━━━━━ Entries supplied

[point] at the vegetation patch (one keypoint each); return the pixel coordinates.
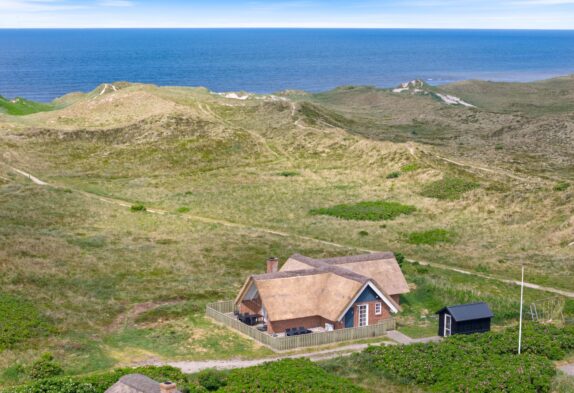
(19, 321)
(138, 207)
(410, 167)
(285, 376)
(478, 362)
(561, 186)
(449, 188)
(366, 211)
(288, 173)
(100, 382)
(20, 106)
(431, 237)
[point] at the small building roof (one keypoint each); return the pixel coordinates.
(467, 312)
(135, 383)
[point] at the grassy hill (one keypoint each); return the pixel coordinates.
(227, 180)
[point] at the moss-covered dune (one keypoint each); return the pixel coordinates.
(235, 177)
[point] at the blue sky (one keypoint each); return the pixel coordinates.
(504, 14)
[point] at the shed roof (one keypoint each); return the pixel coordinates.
(135, 383)
(467, 312)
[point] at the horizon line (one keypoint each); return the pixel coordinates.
(276, 28)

━━━━━━━━━━

- [Exercise instructions]:
Return the data exactly as it stands, minus the pictures.

- [Answer to this exercise]:
[point] at the vegetation patch (one keypoint each); return the pixel coordinates.
(19, 321)
(138, 207)
(410, 167)
(285, 376)
(478, 362)
(561, 186)
(449, 188)
(366, 211)
(288, 173)
(100, 382)
(20, 106)
(431, 237)
[point] at the small building roof (one keypoint each); return the pixel coordinates.
(467, 312)
(135, 383)
[point] at the grassy hill (one keypoint each); return the pixel coordinates.
(227, 180)
[point] at the moss-covered dune (one keypoint each); return the pixel coordinates.
(235, 177)
[point] at the blue sky (one keypoint each); return the pixel coordinates.
(504, 14)
[point] at the shed roof (one keypoint each); return the pixel coordinates.
(135, 383)
(467, 312)
[point] at the horizon line (one keypoint each); return the pixel coordinates.
(276, 28)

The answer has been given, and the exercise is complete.